[[ INPUT DATA open ]]

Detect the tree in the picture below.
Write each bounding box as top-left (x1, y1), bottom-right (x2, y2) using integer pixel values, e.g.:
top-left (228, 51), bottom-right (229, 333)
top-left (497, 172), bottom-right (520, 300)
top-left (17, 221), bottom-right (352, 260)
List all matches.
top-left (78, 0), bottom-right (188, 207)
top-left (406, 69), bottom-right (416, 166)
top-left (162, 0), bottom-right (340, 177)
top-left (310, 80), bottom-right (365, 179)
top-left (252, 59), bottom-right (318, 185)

[[ INPUT DATA closed ]]

> **EXERCISE DIRECTIONS**
After locating the line above that contains "top-left (228, 51), bottom-right (229, 333)", write out that line and every later one exactly, through the last line of the material, and nothing else.

> **ANSWER BOX**
top-left (228, 51), bottom-right (229, 333)
top-left (497, 172), bottom-right (520, 300)
top-left (17, 221), bottom-right (352, 260)
List all matches.
top-left (78, 0), bottom-right (188, 207)
top-left (406, 69), bottom-right (416, 166)
top-left (162, 0), bottom-right (340, 177)
top-left (310, 80), bottom-right (365, 179)
top-left (252, 59), bottom-right (318, 185)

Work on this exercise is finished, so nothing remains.